▸ Work instructions
Print every one of the records below line for line, without changing a single character.

▸ Data for processing

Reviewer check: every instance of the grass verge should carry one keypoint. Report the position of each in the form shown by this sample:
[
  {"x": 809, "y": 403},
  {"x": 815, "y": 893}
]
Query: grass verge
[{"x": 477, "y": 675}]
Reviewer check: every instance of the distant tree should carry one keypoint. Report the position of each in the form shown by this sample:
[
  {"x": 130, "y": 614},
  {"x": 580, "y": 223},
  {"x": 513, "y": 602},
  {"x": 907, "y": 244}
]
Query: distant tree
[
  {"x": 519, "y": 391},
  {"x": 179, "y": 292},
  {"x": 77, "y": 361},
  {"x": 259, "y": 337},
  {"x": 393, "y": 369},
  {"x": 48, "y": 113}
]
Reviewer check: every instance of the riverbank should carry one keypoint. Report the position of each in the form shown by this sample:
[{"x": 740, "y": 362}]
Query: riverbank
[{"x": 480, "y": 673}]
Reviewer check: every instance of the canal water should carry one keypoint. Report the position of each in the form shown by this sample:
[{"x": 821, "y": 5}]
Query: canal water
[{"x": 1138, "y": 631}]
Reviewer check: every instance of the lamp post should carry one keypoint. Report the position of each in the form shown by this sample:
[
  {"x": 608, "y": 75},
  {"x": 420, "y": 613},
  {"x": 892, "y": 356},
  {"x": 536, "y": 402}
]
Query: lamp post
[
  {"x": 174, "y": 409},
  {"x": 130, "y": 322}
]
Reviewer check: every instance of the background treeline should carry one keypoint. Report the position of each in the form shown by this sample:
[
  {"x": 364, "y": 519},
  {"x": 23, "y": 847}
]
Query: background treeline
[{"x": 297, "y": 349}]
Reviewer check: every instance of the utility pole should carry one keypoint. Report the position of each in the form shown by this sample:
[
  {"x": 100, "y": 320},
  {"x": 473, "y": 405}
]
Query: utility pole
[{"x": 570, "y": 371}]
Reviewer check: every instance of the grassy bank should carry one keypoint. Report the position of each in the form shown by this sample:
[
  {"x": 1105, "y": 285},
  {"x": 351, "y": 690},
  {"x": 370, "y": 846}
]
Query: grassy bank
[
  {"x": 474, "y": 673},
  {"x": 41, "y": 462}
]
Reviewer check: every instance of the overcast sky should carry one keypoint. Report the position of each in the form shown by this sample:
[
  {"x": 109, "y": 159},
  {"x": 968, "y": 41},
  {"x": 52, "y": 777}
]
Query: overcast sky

▸ Answer to the task
Reviewer check: every instance of the grass verge should carry one keypoint. Report the position of each in the form shown by this sample:
[
  {"x": 809, "y": 403},
  {"x": 815, "y": 893}
]
Query: grass verge
[{"x": 477, "y": 675}]
Reviewer check: every instance of the distant tree should carry one keypoint. Report the position of each in the form shown by this sample:
[
  {"x": 130, "y": 614},
  {"x": 580, "y": 223},
  {"x": 513, "y": 602},
  {"x": 907, "y": 244}
]
Query: distant tree
[
  {"x": 519, "y": 391},
  {"x": 179, "y": 292},
  {"x": 77, "y": 361},
  {"x": 259, "y": 337},
  {"x": 393, "y": 369},
  {"x": 48, "y": 113}
]
Reviewer check: every instance of the riverbank should carry one keypoint. Report the position of each in the form shown by this sample:
[{"x": 740, "y": 362}]
Query: riverbank
[{"x": 480, "y": 673}]
Reviewer check: every instance of the canal water should carry one keypoint. Report the position of each in the form shown by this sample:
[{"x": 821, "y": 5}]
Query: canal water
[{"x": 1138, "y": 631}]
Reviewer check: every instance of the lamp post should carry one keypoint. Report the position of each in the form shown by this sample:
[
  {"x": 608, "y": 75},
  {"x": 420, "y": 613},
  {"x": 892, "y": 356},
  {"x": 536, "y": 402}
]
Query: lamp post
[
  {"x": 174, "y": 409},
  {"x": 130, "y": 322}
]
Reviewer check: every instance of the background treeline should carry one keypoint. Report the position of each in the form shown by this sample:
[
  {"x": 364, "y": 519},
  {"x": 23, "y": 847}
]
Query: background treeline
[{"x": 297, "y": 349}]
Reviewer check: every instance of the utility pole should carry one keypoint. Report the position of each in the form shown by this sample:
[
  {"x": 100, "y": 320},
  {"x": 473, "y": 405}
]
Query: utility pole
[{"x": 570, "y": 371}]
Reviewer check: every instance of the grassy bank should carry one keypoint. Report the position of each in the form shown by this sample:
[
  {"x": 1105, "y": 285},
  {"x": 351, "y": 690},
  {"x": 370, "y": 846}
]
Query: grassy bank
[
  {"x": 474, "y": 673},
  {"x": 41, "y": 462}
]
Reviewer check: every instance of the overcast sky should carry one keypoint. Report the position of each in the form shown by this sample:
[
  {"x": 109, "y": 159},
  {"x": 968, "y": 41},
  {"x": 52, "y": 777}
]
Query: overcast sky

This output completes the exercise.